## Your objective
Update the data below by swapping "Drop one marker" for "Place one pin" everywhere it appears, keeping everything else the same. Leave the pictures out of your answer.

## Given data
★ ★ ★ ★

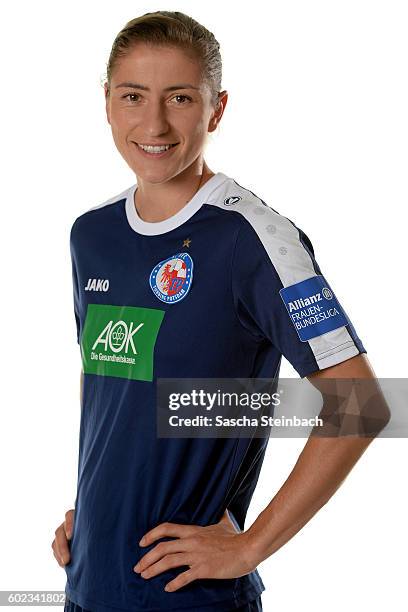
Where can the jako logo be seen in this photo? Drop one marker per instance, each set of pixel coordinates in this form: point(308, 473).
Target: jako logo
point(232, 200)
point(97, 284)
point(118, 337)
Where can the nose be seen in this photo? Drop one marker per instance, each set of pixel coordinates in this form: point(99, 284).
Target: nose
point(154, 119)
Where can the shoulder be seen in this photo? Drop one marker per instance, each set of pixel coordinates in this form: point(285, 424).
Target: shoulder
point(99, 213)
point(260, 225)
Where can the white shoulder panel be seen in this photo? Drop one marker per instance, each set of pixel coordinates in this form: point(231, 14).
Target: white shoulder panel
point(290, 258)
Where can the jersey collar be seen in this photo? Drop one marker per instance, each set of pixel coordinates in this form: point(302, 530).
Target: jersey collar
point(161, 227)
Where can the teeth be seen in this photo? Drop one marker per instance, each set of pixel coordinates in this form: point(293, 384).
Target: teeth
point(154, 149)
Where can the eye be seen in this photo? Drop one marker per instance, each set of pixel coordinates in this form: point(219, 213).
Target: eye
point(182, 96)
point(132, 95)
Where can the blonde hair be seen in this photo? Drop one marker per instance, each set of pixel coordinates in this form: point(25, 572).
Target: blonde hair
point(172, 28)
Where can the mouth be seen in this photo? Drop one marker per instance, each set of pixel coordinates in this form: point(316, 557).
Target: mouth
point(156, 151)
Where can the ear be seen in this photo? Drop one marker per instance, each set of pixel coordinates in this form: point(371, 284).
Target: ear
point(218, 111)
point(107, 99)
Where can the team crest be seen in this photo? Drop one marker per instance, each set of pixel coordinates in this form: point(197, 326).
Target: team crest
point(170, 280)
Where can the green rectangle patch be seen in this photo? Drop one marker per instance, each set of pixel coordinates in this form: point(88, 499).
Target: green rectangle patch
point(119, 341)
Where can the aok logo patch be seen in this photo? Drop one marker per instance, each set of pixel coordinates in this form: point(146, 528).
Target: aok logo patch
point(313, 307)
point(119, 341)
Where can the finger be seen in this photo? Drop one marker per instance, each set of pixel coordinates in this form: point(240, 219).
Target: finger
point(182, 579)
point(161, 550)
point(174, 560)
point(68, 523)
point(56, 554)
point(167, 529)
point(61, 543)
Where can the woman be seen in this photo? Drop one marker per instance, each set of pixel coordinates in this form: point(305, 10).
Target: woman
point(186, 274)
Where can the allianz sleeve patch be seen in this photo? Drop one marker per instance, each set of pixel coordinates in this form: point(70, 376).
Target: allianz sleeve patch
point(312, 307)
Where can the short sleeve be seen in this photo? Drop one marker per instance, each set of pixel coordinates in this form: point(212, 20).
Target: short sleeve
point(75, 286)
point(280, 294)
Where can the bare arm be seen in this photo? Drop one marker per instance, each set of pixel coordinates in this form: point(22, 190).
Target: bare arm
point(319, 471)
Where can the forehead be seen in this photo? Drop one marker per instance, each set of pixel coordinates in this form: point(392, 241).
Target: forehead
point(155, 65)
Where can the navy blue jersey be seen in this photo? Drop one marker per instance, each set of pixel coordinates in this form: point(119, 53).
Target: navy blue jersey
point(222, 289)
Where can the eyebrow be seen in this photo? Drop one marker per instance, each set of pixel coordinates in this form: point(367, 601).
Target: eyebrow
point(144, 88)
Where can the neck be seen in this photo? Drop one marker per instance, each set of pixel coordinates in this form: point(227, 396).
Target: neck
point(158, 201)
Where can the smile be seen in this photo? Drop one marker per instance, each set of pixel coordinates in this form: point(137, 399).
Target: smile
point(156, 149)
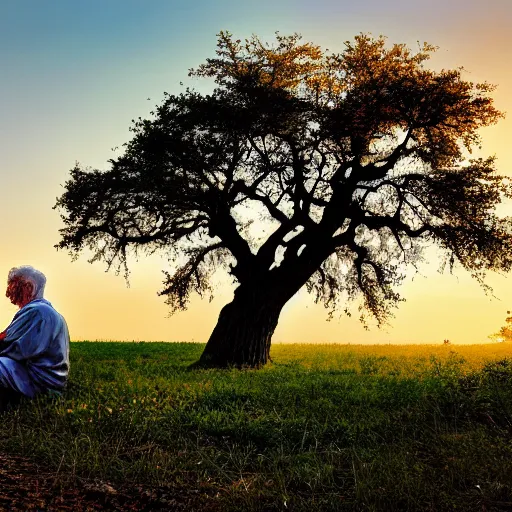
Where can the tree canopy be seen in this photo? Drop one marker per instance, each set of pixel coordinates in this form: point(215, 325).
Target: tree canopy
point(331, 171)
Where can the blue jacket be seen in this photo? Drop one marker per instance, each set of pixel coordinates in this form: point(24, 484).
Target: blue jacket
point(34, 355)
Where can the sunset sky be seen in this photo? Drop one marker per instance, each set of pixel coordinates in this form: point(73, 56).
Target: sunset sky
point(75, 73)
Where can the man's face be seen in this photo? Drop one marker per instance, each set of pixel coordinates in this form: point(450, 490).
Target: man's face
point(19, 291)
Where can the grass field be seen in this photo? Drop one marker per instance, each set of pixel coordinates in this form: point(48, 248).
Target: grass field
point(322, 427)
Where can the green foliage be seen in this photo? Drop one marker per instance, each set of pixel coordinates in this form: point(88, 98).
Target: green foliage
point(321, 428)
point(347, 163)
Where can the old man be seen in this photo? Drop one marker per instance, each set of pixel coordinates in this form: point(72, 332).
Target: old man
point(34, 349)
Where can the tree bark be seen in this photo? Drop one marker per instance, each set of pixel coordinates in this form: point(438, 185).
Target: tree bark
point(244, 330)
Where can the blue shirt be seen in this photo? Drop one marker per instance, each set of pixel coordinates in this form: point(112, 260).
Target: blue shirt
point(34, 355)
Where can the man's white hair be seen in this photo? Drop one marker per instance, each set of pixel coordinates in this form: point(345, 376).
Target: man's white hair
point(31, 275)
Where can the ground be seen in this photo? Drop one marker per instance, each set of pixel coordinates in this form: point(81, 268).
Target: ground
point(25, 486)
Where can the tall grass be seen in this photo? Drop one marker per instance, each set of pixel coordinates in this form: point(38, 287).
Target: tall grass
point(323, 427)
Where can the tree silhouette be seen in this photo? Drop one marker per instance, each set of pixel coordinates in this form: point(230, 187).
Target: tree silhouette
point(505, 333)
point(301, 169)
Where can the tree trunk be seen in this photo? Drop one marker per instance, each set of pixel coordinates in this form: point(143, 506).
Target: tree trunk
point(244, 330)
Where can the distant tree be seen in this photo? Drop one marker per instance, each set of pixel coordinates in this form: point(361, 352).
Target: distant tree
point(301, 169)
point(505, 333)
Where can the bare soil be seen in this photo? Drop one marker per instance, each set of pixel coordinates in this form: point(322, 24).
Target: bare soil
point(26, 486)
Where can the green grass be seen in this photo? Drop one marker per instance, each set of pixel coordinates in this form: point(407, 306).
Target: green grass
point(320, 428)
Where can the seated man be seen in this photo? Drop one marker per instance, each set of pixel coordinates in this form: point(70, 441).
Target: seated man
point(34, 349)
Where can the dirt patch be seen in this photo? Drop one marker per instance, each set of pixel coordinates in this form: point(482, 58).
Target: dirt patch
point(25, 485)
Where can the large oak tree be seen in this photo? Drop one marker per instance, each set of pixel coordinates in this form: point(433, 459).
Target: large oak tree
point(301, 169)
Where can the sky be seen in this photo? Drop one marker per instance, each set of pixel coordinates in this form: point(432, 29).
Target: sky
point(74, 75)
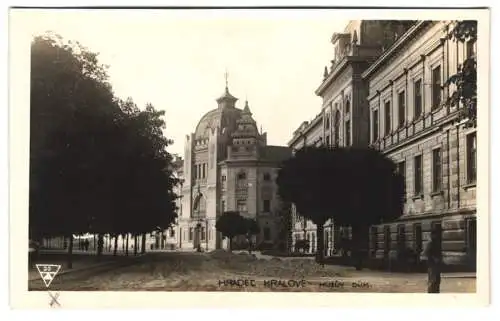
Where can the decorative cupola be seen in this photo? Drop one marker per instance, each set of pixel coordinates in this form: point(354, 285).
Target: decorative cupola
point(226, 100)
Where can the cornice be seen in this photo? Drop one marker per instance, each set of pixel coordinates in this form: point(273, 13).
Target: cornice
point(408, 36)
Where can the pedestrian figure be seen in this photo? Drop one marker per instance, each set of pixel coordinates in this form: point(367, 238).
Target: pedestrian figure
point(433, 254)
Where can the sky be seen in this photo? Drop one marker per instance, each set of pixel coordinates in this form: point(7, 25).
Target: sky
point(177, 60)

★ ★ ★ ★

## Complete output
Where can the jako logo be seen in this photo? Place one pin per instance, each set of pixel coordinates in this form: point(308, 473).
Target: jako logo
point(232, 200)
point(97, 284)
point(118, 337)
Where can the nose be seen in this photo? Place one pin per instance, each set of pixel coordinates in this form: point(99, 284).
Target: nose
point(154, 119)
Where can the shoulder be seen in this photo? Place one pin per instance, each set of pixel coordinates in this form: point(285, 424).
Target: shoulder
point(99, 213)
point(260, 225)
Where can the white shoulder panel be seen in this photo? Place one pin per instance, each set of pixel coordinates in this form: point(231, 14).
Target: white shoulder panel
point(290, 258)
Where can the jersey collar be seen in this photo? Place one pin per instance, each set of pixel coordinates in this form: point(302, 530).
Target: jersey collar
point(161, 227)
Where can the teeth be seen in this photo? Place one pin per instance, each set of pixel coordinates in this form: point(293, 384).
Target: teeth
point(154, 149)
Where can the eye be seen in this photo? Place one pin per instance, each set of pixel coordinates in this form: point(219, 213).
Target: eye
point(182, 96)
point(132, 95)
Where can the blonde hair be seen in this photo? Place one pin per instance, each set of pixel coordinates in this form: point(25, 572).
Target: blonde hair
point(172, 28)
Where can the mouth be seen in this photo? Place one pin per instance, each set of pixel coordinates in this form: point(316, 557).
Target: mouth
point(156, 151)
Where can the ear be seen in this photo? Place one pin per instance, each set of pixel coordinates in this form: point(371, 284).
Target: ear
point(218, 111)
point(107, 99)
Where can the team crest be seen in this photo? Place one pin per instance, each set of pixel coordinates in this form: point(197, 326).
Target: team crest
point(170, 280)
Where can the green rectangle patch be seen in this photo? Place one pin per instance, each set of pixel coordinates in this form: point(88, 499).
Target: green rectangle patch
point(119, 341)
Where can the aok logo patch be seen in this photo? Place one pin per instance, each set of pixel coordinates in this form: point(146, 528).
Target: aok logo patch
point(313, 307)
point(119, 341)
Where can the finger be seen in this photo? Place one pin per instance, each set of pixel coordinates in this form: point(240, 219).
Target: finger
point(182, 579)
point(161, 550)
point(174, 560)
point(68, 523)
point(56, 554)
point(167, 529)
point(61, 543)
Where can the woman be seen in this photo? Place one pin per instance, each set of pixel coordinates in this form: point(305, 10).
Target: woman
point(186, 274)
Where can the allianz sleeve patch be seen in this photo? Place one pin per instance, each set of pixel coordinates in this form: point(70, 376).
Target: allianz sleeve patch
point(312, 307)
Where can the short sleeve be seen in this photo? Place one pin per instance, each set of pixel coordinates in this form: point(212, 20).
Target: short sleeve
point(75, 286)
point(280, 294)
Where can the bare arm be seen in this photo? Place one pin per instance, each set of pixel coordinates in this form: point(22, 190).
Target: bare arm
point(319, 471)
Where can the forehead be seen in this photo? Place one pin per instance, each set of pixel coordinates in this form: point(392, 241).
Target: forehead
point(155, 65)
Where can the navy blue jersey be seen in this photo? Place one pin per instance, each set of pixel coordinates in this form: point(119, 53).
Target: navy blue jersey
point(222, 289)
Where can the eyebrow be seen in this photo? Place one pin per instance, each set of pixel coordinates in this form: point(367, 601).
Target: eyebrow
point(144, 88)
Where can the neck be seen in this photo? Place one pin per instance, each set of pixel coordinates in this form: point(227, 396).
Target: neck
point(158, 201)
Where can the smile be seen in this photo? Place one pin per instance, each set of pixel coordinates in this form: point(137, 399).
Target: smile
point(156, 149)
Where can the tree canopy be seen in this photo? Place one pin per instance, each set of pixel coordinates in this form: point(215, 325).
Target: tree canopy
point(331, 171)
Where can the blue jacket be seen in this photo? Place one pin per instance, each set of pixel coordinates in this form: point(24, 484).
Target: blue jacket
point(34, 355)
Where can the sunset sky be seen in this photo? Place one pin per instance, each set of pixel coordinates in this form: point(73, 56).
Target: sunset sky
point(75, 73)
Where can the man's face be seen in this photo? Place one pin per instance, each set of pixel coordinates in this form: point(450, 490).
Target: man's face
point(19, 291)
Where can the grass field be seen in this photo? Place one pin per instance, each set of pixel coordinates in this form: point(48, 248).
Target: grass field
point(322, 427)
Where can the green foliage be seen in this photo? Place one pin per instance, each set of pixel coordinates in this form: point(88, 98).
Target: green foliage
point(321, 428)
point(347, 163)
Where can the old man be seen in this photo? Place one pin per instance, each set of pixel coordinates in this form: point(72, 332).
Target: old man
point(34, 349)
Where can the tree bark be seen in this photo? Place one pin per instance, each set of pixel coordinates in this form: point(438, 185).
Target: tree bark
point(244, 330)
Where can the blue shirt be seen in this photo? Place one pin per instance, each set of pixel coordinates in this form: point(112, 260).
Target: blue shirt
point(34, 355)
Where can the man's white hair be seen in this photo? Place one pin per instance, each set of pixel coordinates in this form: point(345, 376).
Target: man's white hair
point(31, 275)
Where can the ground be seen in this photo? Place one pin per instance, each set of pixel coordinates in this form: point(81, 268).
Target: ground
point(25, 486)
Where can the tall grass be seen in this photo? Place one pin per instance, each set of pixel coordinates in this form: point(38, 287).
Target: tall grass
point(323, 427)
Where can the tree silhouette be seen in this photo? Place one pin per instance, each set of pixel coordinates in this form: point(230, 187).
Target: tree silhouette
point(505, 333)
point(301, 169)
Where can the tree trunk be seen in this photo? Place one pin per instance, each set of pixel coordinates in this form: point(143, 506).
Target: tree trunk
point(244, 330)
Where can the distant tree be seen in this photo? Place one pin per instance, each set of pixel coordinates in this form: point(361, 352).
Target: distant tree
point(301, 169)
point(505, 333)
Where can the bare soil be seen in this photo? Place one pin per instance, each set of pixel coordinates in this form: point(322, 24).
Target: bare soil
point(26, 486)
Where can the green grass be seen in this photo? Place one pin per instance, each set of pixel coordinates in this form: point(407, 306).
Target: green grass
point(320, 428)
Where can the seated man be seen in this photo? Place one pin per instance, each set of pixel coordinates in this form: point(70, 441).
Target: seated man
point(34, 349)
Where can the dirt patch be seen in this photo? Place one pin per instance, each set of pixel coordinates in this form: point(482, 58).
Target: dirt patch
point(25, 485)
Where can the large oak tree be seen in this photo? Place one pin per instance, each set of pixel coordinates in this form: point(433, 459).
Target: large oak tree
point(301, 169)
Where can the sky be seen in this photo? Place one pin per instance, each set of pixel coordinates in this form: point(432, 29).
Target: sky
point(74, 75)
Where can the decorative cupola be seen in this photo? Place one pin per instance, each set of pixel coordinates in this form: point(354, 285).
Target: decorative cupola
point(226, 100)
Where can the cornice be seen in this photo? Place one pin per instance, each set of pixel coordinates in this form: point(273, 13).
Target: cornice
point(408, 36)
Where can the pedestrian figure be seen in this photo? Place one pin per instance, each set of pixel coordinates in this form: point(367, 238).
Target: pedestrian figure
point(433, 254)
Where can the sky be seen in this photo? Place one pin per instance, each set of pixel coordinates in this form: point(7, 25).
Target: sky
point(177, 60)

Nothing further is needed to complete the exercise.